(Mt 21,28-32) In quel tempo, Gesù disse ai capi dei sacerdoti e agli anziani del popolo: «Che ve ne pare? Un uomo aveva due figli. Si rivolse al primo e disse: Figlio, oggi va' a lavorare nella vigna. Ed egli rispose: Non ne ho voglia. Ma poi si pentì e vi andò. Si rivolse al secondo e disse lo stesso. Ed egli rispose: "Sì, signore". Ma non vi andò. Chi dei due ha compiuto la volontà del padre?». Risposero: «Il primo». E Gesù disse loro: «In verità io vi dico: i pubblicani e le prostitute vi passano avanti nel regno di Dio. Giovanni infatti venne a voi sulla via della giustizia, e non gli avete creduto; i pubblicani e le prostitute invece gli hanno creduto. Voi, al contrario, avete visto queste cose, ma poi non vi siete nemmeno pentiti così da credergli».

 

Gesù non si illude e non vuole illudere: la vita non ha un percorso lineare, ma a volte tortuoso o addirittura contraddittorio. Si potrebbe anche dire che la storia di ciascuno è fatta di conversioni, e non tutte positive.

Si può passare dallo slancio alla passività; dall’entusiasmo iniziale alla indifferenza finale. È questo il caso rappresentato dal primo figlio della parabola, da quello che dice e poi non mantiene la promessa. Ma c’è anche il caso opposto, di chi resiste inizialmente e in seguito si arrende.

### Estratto dei dati:

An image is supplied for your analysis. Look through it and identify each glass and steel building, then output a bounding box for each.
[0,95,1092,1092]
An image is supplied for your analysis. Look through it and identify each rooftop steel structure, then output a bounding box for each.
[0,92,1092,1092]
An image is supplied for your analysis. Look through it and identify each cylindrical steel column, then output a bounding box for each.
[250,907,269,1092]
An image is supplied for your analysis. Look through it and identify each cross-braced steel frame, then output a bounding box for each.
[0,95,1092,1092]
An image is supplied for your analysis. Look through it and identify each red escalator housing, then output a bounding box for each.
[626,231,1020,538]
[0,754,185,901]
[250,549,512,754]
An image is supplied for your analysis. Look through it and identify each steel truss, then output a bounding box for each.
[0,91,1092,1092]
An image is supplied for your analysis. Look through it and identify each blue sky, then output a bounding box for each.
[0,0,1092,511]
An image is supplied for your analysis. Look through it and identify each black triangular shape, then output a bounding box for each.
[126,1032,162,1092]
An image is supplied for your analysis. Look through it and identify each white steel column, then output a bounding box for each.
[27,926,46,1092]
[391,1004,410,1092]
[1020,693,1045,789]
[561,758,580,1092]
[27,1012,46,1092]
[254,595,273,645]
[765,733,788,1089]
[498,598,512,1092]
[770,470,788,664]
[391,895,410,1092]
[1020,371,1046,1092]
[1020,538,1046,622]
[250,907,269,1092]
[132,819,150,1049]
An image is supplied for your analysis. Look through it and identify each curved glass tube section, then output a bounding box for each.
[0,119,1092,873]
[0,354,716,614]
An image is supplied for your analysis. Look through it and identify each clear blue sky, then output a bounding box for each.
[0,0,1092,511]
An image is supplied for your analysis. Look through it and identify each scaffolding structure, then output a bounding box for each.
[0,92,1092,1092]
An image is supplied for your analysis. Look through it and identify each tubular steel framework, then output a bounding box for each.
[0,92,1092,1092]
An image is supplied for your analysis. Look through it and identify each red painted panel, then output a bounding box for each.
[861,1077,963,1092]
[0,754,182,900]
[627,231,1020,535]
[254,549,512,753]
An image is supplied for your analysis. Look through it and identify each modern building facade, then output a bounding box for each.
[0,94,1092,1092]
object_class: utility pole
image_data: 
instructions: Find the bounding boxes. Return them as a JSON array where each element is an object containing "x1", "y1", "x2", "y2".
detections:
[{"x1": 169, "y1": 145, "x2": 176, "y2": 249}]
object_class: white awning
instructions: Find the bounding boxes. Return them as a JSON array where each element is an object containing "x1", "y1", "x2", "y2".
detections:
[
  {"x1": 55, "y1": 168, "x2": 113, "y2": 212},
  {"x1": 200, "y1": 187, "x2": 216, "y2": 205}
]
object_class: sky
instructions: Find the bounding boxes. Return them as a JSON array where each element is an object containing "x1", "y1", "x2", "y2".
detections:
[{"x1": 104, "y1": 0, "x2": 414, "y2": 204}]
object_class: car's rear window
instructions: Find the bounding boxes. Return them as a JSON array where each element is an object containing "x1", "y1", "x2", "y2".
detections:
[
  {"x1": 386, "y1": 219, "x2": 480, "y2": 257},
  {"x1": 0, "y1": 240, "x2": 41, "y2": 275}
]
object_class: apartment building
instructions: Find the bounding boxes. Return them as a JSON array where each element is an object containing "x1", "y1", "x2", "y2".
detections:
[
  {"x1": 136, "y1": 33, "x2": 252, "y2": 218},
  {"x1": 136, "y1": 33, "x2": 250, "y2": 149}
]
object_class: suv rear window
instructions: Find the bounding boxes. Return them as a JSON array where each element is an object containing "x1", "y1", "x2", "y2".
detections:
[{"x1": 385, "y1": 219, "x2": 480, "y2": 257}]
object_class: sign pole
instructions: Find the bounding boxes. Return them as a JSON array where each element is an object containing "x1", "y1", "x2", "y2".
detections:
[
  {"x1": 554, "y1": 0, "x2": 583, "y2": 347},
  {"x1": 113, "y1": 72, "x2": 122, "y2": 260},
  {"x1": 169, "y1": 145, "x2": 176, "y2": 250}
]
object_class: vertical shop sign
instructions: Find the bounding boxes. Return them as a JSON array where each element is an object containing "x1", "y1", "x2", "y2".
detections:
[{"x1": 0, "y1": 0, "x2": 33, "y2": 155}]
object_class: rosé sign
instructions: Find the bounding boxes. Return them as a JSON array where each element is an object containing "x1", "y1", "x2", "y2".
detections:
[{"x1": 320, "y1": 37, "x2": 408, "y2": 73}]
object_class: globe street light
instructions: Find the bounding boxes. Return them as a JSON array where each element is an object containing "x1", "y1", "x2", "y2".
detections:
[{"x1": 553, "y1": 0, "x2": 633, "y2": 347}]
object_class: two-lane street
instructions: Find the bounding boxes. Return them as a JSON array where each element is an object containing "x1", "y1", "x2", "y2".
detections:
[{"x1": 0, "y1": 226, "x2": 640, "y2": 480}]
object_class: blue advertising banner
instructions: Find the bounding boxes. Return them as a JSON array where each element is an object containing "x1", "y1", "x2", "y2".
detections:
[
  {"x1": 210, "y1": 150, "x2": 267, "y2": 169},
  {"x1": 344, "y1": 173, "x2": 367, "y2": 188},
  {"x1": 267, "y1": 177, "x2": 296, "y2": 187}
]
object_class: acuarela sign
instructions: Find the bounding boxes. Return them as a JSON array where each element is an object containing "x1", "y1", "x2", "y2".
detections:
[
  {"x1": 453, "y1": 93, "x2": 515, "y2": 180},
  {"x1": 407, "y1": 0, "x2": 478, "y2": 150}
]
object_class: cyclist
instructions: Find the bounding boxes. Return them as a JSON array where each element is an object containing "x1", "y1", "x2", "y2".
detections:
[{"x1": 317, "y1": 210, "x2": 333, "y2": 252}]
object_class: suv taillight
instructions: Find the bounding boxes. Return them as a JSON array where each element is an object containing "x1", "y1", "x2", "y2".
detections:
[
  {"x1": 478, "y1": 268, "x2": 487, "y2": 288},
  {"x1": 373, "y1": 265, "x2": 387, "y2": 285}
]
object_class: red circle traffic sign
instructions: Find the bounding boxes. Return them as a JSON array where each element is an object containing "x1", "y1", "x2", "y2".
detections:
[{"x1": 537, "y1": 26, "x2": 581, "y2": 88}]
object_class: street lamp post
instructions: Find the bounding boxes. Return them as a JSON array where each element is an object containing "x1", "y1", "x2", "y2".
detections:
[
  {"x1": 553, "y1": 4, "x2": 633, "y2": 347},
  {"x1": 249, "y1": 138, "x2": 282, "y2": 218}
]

### ATTIVITÀ PROPOSTE:
**a.** Nel brano, che cosa chiede il padre al primo figlio?
**b.** Riscrivi il brano da "Gesù non si" fino a "non tutte positive." compreso, cambiando "tortuoso" in "accidentato".

### SOLUZIONI DELL'ESERCIZIO:
**a.** Gli chiede di andare a lavorare nella vigna quel giorno.

**b.**
Gesù non si illude e non vuole illudere: la vita non ha un percorso lineare, ma a volte accidentato o addirittura contraddittorio. Si potrebbe anche dire che la storia di ciascuno è fatta di conversioni, e non tutte positive.